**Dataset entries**
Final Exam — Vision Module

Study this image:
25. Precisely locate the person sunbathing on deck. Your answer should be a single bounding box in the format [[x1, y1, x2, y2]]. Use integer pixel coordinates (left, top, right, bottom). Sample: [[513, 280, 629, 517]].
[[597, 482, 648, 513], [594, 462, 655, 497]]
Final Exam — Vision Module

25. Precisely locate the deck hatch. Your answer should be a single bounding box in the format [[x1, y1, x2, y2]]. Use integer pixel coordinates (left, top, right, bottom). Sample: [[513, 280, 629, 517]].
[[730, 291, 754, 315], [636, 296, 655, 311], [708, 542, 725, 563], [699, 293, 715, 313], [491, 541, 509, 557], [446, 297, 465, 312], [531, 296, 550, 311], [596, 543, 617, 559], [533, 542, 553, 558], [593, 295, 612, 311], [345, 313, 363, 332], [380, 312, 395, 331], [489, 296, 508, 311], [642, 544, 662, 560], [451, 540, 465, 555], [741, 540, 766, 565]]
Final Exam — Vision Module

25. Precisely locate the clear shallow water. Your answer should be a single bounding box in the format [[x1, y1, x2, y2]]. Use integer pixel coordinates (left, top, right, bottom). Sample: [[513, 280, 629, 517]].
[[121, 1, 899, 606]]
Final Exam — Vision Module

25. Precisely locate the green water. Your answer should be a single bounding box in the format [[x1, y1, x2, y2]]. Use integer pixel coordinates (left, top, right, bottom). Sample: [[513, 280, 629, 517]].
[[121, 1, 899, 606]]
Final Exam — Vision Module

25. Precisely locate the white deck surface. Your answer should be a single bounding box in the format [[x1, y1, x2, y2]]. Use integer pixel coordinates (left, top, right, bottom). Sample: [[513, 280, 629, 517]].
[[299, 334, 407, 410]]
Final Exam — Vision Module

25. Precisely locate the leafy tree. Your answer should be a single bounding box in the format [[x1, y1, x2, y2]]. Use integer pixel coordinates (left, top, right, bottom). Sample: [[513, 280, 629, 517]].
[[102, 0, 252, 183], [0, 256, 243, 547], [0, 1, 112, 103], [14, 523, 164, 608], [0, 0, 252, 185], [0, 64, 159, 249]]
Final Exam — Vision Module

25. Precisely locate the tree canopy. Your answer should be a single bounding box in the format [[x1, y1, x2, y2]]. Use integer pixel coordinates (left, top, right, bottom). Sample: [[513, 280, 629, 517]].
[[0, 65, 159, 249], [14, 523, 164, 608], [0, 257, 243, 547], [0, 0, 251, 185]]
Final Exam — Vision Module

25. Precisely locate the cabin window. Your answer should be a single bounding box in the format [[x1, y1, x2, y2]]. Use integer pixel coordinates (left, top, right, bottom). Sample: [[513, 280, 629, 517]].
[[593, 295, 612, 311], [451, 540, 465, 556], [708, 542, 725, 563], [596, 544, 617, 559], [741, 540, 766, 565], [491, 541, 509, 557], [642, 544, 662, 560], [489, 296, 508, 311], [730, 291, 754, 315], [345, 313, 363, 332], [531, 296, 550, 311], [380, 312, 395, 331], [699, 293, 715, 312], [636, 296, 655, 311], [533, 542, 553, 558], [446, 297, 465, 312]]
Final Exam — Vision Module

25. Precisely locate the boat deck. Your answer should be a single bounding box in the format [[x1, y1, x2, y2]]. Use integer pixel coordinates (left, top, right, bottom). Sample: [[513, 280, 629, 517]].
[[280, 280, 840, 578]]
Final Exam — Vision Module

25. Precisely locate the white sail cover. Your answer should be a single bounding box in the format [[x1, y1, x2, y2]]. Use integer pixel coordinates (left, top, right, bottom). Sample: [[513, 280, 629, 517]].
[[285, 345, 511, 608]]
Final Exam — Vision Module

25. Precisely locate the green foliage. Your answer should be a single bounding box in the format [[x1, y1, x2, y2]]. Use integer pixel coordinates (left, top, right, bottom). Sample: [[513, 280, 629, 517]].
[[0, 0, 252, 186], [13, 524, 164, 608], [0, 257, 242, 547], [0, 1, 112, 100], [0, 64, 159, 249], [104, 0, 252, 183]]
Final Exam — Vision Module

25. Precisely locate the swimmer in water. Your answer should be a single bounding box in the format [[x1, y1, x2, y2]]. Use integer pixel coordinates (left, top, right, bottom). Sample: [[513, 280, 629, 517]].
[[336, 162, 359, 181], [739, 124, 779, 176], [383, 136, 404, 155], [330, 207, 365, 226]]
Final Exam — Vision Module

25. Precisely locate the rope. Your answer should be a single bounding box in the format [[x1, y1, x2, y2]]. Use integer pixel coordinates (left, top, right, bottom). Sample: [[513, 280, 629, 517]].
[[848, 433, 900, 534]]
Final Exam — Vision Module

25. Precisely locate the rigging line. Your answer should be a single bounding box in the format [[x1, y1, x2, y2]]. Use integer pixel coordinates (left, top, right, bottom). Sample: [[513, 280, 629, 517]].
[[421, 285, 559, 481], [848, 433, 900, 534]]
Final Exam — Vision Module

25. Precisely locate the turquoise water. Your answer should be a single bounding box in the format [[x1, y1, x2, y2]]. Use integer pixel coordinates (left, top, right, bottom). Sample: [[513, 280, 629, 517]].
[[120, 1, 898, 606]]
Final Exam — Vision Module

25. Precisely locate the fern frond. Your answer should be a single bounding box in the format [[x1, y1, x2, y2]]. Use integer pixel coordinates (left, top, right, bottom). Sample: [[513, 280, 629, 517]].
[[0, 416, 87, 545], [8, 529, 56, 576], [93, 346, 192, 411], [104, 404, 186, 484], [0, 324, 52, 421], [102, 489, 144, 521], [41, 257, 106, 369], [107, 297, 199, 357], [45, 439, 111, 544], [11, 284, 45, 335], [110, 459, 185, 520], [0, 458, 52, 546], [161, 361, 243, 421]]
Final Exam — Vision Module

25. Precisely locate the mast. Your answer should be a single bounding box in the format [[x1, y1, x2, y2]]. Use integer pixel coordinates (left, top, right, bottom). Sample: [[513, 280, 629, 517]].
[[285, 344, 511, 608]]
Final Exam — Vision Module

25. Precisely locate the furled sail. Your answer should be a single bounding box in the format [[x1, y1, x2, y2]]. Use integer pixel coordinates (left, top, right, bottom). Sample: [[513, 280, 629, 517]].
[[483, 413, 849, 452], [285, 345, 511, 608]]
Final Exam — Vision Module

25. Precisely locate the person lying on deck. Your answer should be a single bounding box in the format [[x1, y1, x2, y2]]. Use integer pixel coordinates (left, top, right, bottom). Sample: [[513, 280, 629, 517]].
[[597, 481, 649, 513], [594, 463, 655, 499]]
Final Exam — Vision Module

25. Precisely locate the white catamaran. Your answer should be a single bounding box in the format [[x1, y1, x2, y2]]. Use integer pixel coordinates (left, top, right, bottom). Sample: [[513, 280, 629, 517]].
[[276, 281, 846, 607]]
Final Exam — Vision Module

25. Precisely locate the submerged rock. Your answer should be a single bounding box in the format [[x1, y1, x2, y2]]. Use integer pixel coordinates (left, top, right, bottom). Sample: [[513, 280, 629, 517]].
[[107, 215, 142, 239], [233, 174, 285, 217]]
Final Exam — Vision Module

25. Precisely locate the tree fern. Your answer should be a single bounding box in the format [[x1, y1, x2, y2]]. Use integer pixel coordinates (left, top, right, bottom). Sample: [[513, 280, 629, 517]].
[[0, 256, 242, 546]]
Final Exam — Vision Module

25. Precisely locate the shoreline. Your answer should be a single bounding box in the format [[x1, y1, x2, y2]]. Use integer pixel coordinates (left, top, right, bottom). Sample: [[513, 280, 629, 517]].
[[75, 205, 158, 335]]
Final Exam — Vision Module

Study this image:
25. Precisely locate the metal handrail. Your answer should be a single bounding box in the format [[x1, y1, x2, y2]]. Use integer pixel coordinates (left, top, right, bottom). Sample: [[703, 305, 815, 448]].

**EXERCISE OBJECTIVE**
Each record is to be repeated exactly.

**ANSWER TO THIS PROBLEM**
Final Exam — Vision Module

Study this image:
25. Precisely locate the person sunbathing on deck. Your answer should be a single bounding box in the format [[x1, y1, x2, y2]]. Use integer pixel coordinates (left, top, right, bottom). Sample: [[513, 280, 629, 517]].
[[597, 482, 648, 513], [594, 462, 655, 497]]
Final Exam — Vision Module

25. Precisely locate the deck hatch. Your answer should be a single bounding box in the format [[x1, y1, x2, y2]]. Use integer pixel coordinates (left, top, right, bottom). Sample: [[513, 280, 629, 517]].
[[730, 291, 754, 315], [636, 296, 655, 311], [708, 542, 725, 563], [699, 293, 715, 313], [491, 541, 509, 557], [446, 297, 465, 312], [531, 296, 550, 311], [596, 543, 617, 559], [533, 542, 553, 558], [593, 295, 612, 311], [345, 313, 363, 332], [380, 312, 395, 331], [489, 296, 508, 311], [642, 544, 662, 560], [451, 540, 465, 555], [741, 540, 766, 565]]
Final Exam — Vision Module

25. Precisely locate the clear shallow water. Your answer should be a single bounding box in the format [[x1, y1, x2, y2]]. Use integer pixel coordinates (left, top, right, bottom). Sample: [[513, 280, 629, 517]].
[[121, 1, 899, 606]]
Final Exam — Vision Module

25. Precisely locate the green water. Your answer should be a single bounding box in the format [[x1, y1, x2, y2]]. Use integer pixel coordinates (left, top, right, bottom). Sample: [[513, 280, 629, 517]].
[[121, 1, 899, 606]]
Final Exam — Vision Module

25. Precisely locate the white deck surface. Your answer should be a single bounding box in the format [[x1, y1, x2, y2]]. Use integer pixel coordinates (left, top, right, bottom). Sample: [[513, 280, 629, 517]].
[[299, 334, 407, 410]]
Final Exam — Vision Module

25. Precisely locate the leafy tree. Your answer should be a single bounding box in the format [[x1, y1, x2, y2]]. Use integer pixel coordinates (left, top, right, bottom). Sample: [[513, 280, 629, 517]].
[[102, 0, 252, 183], [0, 256, 243, 547], [0, 1, 112, 103], [14, 523, 164, 608], [0, 0, 252, 185], [0, 64, 159, 249]]
Final Exam — Vision Module

25. Precisely locate the tree canopy. Your answer should be a single bounding box in the format [[x1, y1, x2, y2]]. Use integer pixel coordinates (left, top, right, bottom). Sample: [[513, 280, 629, 517]].
[[0, 65, 159, 249], [14, 523, 164, 608], [0, 257, 243, 547], [0, 0, 251, 185]]
Final Exam — Vision Module

25. Precisely locate the cabin window. Your answer should be a single bounding box in the format [[x1, y1, x2, y2]]. Use integer pixel coordinates (left, top, right, bottom). Sample: [[513, 280, 629, 517]].
[[593, 295, 612, 311], [451, 540, 465, 556], [708, 542, 725, 563], [596, 544, 617, 559], [741, 540, 766, 565], [491, 541, 509, 557], [642, 544, 662, 560], [489, 296, 508, 311], [730, 291, 754, 315], [345, 313, 363, 332], [531, 296, 550, 311], [380, 312, 395, 331], [699, 293, 715, 312], [636, 296, 655, 311], [533, 542, 553, 558], [446, 297, 465, 312]]
Final Exam — Vision Module

25. Precisely locate the boat deck. Your answer should be a single bounding box in the format [[x1, y1, x2, y2]]. Use integer pixel coordinates (left, top, right, bottom). Sample: [[513, 280, 629, 517]].
[[280, 280, 840, 578]]
Final Exam — Vision Module

25. Precisely locate the white sail cover. Your answer should be a single bounding box in the format [[x1, y1, x2, y2]]. Use integer pixel coordinates (left, top, right, bottom). Sample: [[513, 280, 629, 517]].
[[285, 345, 511, 608]]
Final Exam — Vision Module

25. Precisely locate the green foliage. Your answer should be a single bounding box in the format [[x1, y1, x2, y2]]. Use integer pixel coordinates (left, top, right, bottom). Sample: [[513, 280, 629, 517]].
[[0, 0, 252, 186], [13, 524, 164, 608], [0, 257, 242, 547], [0, 1, 112, 100], [0, 64, 159, 249], [104, 0, 252, 183]]
Final Exam — Vision Module

25. Precisely locate the swimmer in water. Your answer should be a single bounding box in the format [[x1, y1, x2, y2]]. Use integer pixel coordinates (left, top, right, bottom). Sample: [[513, 280, 629, 517]].
[[336, 162, 359, 181], [739, 124, 779, 176], [383, 136, 404, 155], [330, 207, 365, 226]]
Final Exam — Vision Module

25. Precisely locate the rope. Your answer should be a single bounding box in the format [[x1, y1, x2, y2]]. Use integer pixel coordinates (left, top, right, bottom). Sample: [[513, 280, 629, 517]].
[[848, 433, 900, 534]]
Final Exam — Vision Module

25. Precisely locate the rigging line. Your answer should be a single bounding box in the format [[x1, y1, x2, y2]]. Use integer pixel coordinates (left, top, right, bottom). Sample: [[513, 280, 629, 517]].
[[421, 285, 559, 481], [848, 433, 900, 534]]
Final Exam — Vision Module

25. Precisely locate the turquoise water. Your answer should be a single bounding box in the format [[x1, y1, x2, y2]]. Use integer pixel coordinates (left, top, right, bottom). Sample: [[513, 280, 629, 517]].
[[120, 1, 898, 606]]
Final Exam — Vision Module

25. Precisely locate the fern frond. Your answer should be a single bounding box in the format [[x1, y1, x2, y2]]. Use integer pixel coordinates (left, top, right, bottom). Sample: [[513, 280, 629, 517]].
[[0, 416, 87, 545], [8, 529, 56, 576], [93, 346, 192, 411], [104, 404, 186, 484], [0, 324, 52, 421], [102, 489, 144, 521], [41, 257, 106, 369], [107, 297, 199, 357], [45, 439, 111, 544], [11, 284, 45, 335], [110, 459, 185, 520], [0, 458, 52, 546], [161, 361, 243, 421]]
Final Exam — Vision Module

25. Precisely locate the mast. Your answer should be a single bounding box in the format [[x1, y1, x2, y2]]. Use integer pixel coordinates (left, top, right, bottom). Sample: [[513, 280, 629, 517]].
[[285, 344, 511, 608]]
Final Exam — Vision Module

25. Precisely locate the furled sail. Your answer should be a single bounding box in the format [[x1, y1, x2, y2]]. Use integer pixel coordinates (left, top, right, bottom). Sample: [[513, 280, 629, 517]].
[[483, 413, 849, 452], [285, 345, 511, 608]]
Final Exam — Vision Module

25. Precisely locate the person lying on deck. Your answer should be a single bounding box in the format [[x1, y1, x2, y2]]. Use integer pixel coordinates (left, top, right, bottom). Sample: [[513, 280, 629, 517]].
[[597, 481, 649, 513], [594, 463, 655, 499]]
Final Exam — Vision Module

25. Precisely locate the white catamaran. Your answer should be a single bounding box in the format [[x1, y1, x2, y2]]. Use integer pixel coordinates (left, top, right, bottom). Sample: [[513, 280, 629, 517]].
[[276, 281, 846, 607]]
Final Exam — Vision Module

25. Precisely locate the submerged rock. Your answer should be a single bounding box in the format [[x1, y1, x2, y2]]. Use integer pixel coordinates (left, top, right, bottom). Sample: [[513, 280, 629, 517]].
[[107, 215, 142, 239], [233, 174, 285, 217]]
Final Exam — Vision Module

25. Precisely locate the tree fern. Your answer should be a single bounding box in the format [[x1, y1, x2, y2]]. Use integer pixel coordinates (left, top, right, bottom). Sample: [[513, 280, 629, 517]].
[[0, 256, 242, 546]]
Final Exam — Vision Module

25. Precisely locate the shoreline. Your answer should be a single bounding box in the format [[x1, y1, x2, y2]]. Use integer pixel coordinates (left, top, right, bottom). Sample: [[513, 280, 629, 517]].
[[75, 205, 158, 335]]
Final Exam — Vision Module

Study this image:
25. Precisely locate the metal handrail. Your answer should be a single bounding box in the format [[x1, y1, x2, y2]]. Use integer pixel coordinates (left, top, right, bottom). Sample: [[703, 305, 815, 448]].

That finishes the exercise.